Provided material:
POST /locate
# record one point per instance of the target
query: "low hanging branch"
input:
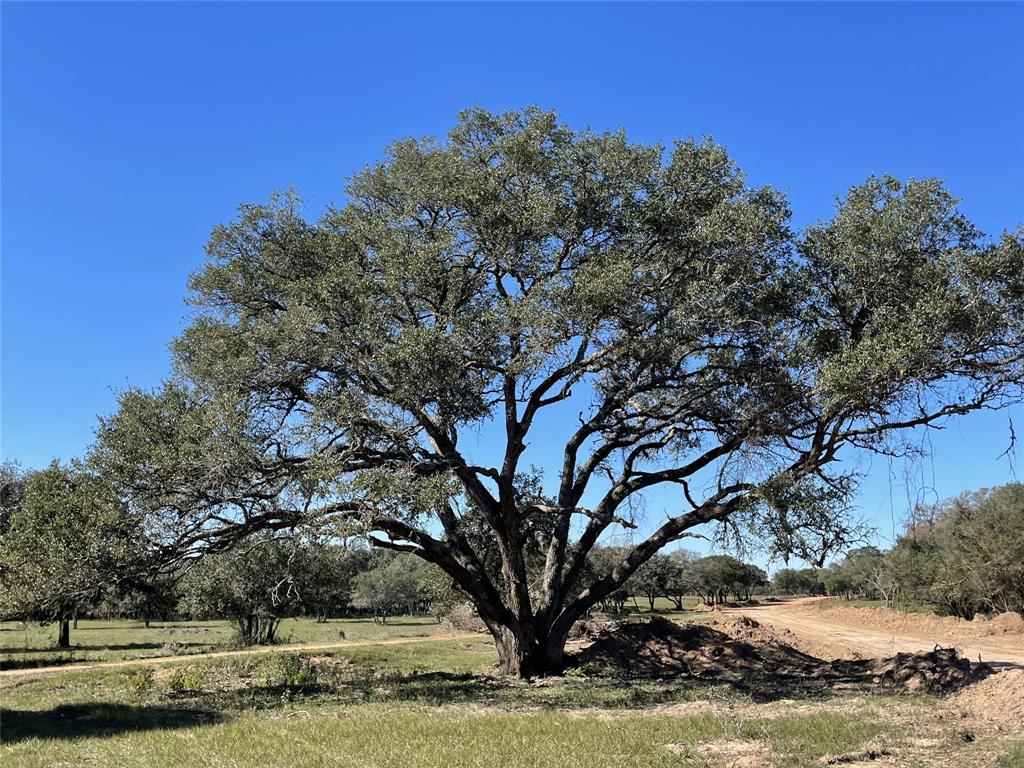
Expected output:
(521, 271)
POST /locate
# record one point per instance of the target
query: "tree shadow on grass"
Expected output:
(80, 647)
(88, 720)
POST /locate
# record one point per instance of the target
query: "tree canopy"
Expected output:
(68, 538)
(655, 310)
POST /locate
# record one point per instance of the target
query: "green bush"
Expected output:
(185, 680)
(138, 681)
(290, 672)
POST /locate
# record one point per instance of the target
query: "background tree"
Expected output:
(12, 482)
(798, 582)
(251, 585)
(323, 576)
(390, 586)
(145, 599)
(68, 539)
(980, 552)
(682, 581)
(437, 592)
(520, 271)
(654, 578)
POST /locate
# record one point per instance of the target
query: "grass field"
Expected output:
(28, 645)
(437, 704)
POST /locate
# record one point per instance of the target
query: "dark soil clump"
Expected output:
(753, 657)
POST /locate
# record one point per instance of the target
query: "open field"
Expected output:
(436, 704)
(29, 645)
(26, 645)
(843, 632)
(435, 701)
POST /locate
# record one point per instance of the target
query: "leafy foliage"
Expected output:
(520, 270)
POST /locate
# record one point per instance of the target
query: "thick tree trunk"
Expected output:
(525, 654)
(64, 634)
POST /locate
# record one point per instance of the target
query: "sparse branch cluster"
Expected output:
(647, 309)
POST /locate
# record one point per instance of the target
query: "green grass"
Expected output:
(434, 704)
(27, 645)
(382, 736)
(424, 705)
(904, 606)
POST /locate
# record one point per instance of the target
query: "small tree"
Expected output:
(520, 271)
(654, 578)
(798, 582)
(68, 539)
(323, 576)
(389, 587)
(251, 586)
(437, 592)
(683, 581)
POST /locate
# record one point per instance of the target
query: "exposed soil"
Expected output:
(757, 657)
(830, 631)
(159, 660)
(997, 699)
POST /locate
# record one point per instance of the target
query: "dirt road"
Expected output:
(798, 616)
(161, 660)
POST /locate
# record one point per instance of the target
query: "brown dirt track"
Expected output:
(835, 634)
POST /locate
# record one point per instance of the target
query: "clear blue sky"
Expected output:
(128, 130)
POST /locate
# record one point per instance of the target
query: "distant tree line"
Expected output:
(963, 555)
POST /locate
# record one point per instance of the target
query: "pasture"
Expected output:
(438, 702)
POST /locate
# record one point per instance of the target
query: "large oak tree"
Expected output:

Task directions: Output the data exactly. Pictures don't belong in the result.

Solution to the problem:
POST /locate
# record one point per instance of the target
query: "low hanging branch"
input:
Expected output:
(521, 271)
POST /locate
# record one point per instance of the target
query: "tree shadow on grass"
Expected output:
(80, 647)
(88, 720)
POST /locate
# record one point per instance of the target
query: "tree canopy"
Expected output:
(68, 538)
(655, 310)
POST /locate
# record one point per instance of the target
query: "green bush"
Expected output:
(185, 680)
(138, 681)
(290, 672)
POST /locate
# record one point per instance of the target
query: "background tree"
Expected output:
(12, 482)
(798, 582)
(251, 585)
(323, 576)
(390, 586)
(145, 599)
(68, 539)
(980, 552)
(682, 581)
(437, 592)
(520, 271)
(654, 578)
POST /locate
# record one point per instance of the target
query: "grass field"
Expected output:
(28, 645)
(437, 704)
POST /locate
# record one point per instance of the target
query: "dark soil clump"
Expected output:
(753, 657)
POST /locate
# record one point per instance of the target
query: "open field"
Expected output:
(436, 704)
(29, 645)
(26, 645)
(843, 632)
(435, 701)
POST /locate
# record one point per instance of the target
query: "leafy foliage"
Expected output:
(520, 270)
POST /locate
# record one point per instance of the target
query: "thick tree trunk"
Expected output:
(525, 654)
(64, 634)
POST /locate
# record one point per instance of the target
query: "sparse branch cluster"
Expected output:
(647, 309)
POST /locate
# record one point per instance of the target
query: "green grass"
Expected output:
(434, 704)
(27, 645)
(382, 736)
(424, 705)
(904, 606)
POST /locate
# record one point per instance of the target
query: "small tree"
Expected output:
(520, 271)
(654, 578)
(798, 582)
(68, 539)
(323, 576)
(389, 587)
(251, 586)
(437, 592)
(683, 581)
POST /locate
# record one point per instance of the target
query: "exposed soil"
Expected output:
(757, 657)
(830, 631)
(159, 660)
(997, 699)
POST /locate
# record one point per instance of the target
query: "dirt road"
Expected output:
(798, 616)
(161, 660)
POST /locate
# record one point per instance of the target
query: "brown dirt track"
Expected output:
(835, 634)
POST /locate
# record one point per instance of the target
query: "clear blue sky"
Expected output:
(128, 130)
POST /locate
# record one point per instance of the target
query: "distant tree line"
Expected output:
(963, 555)
POST /locate
# record one point per instance of the target
query: "pasture"
Expected output:
(438, 702)
POST /locate
# record one point per instance of the target
query: "large oak tree"
Expected output:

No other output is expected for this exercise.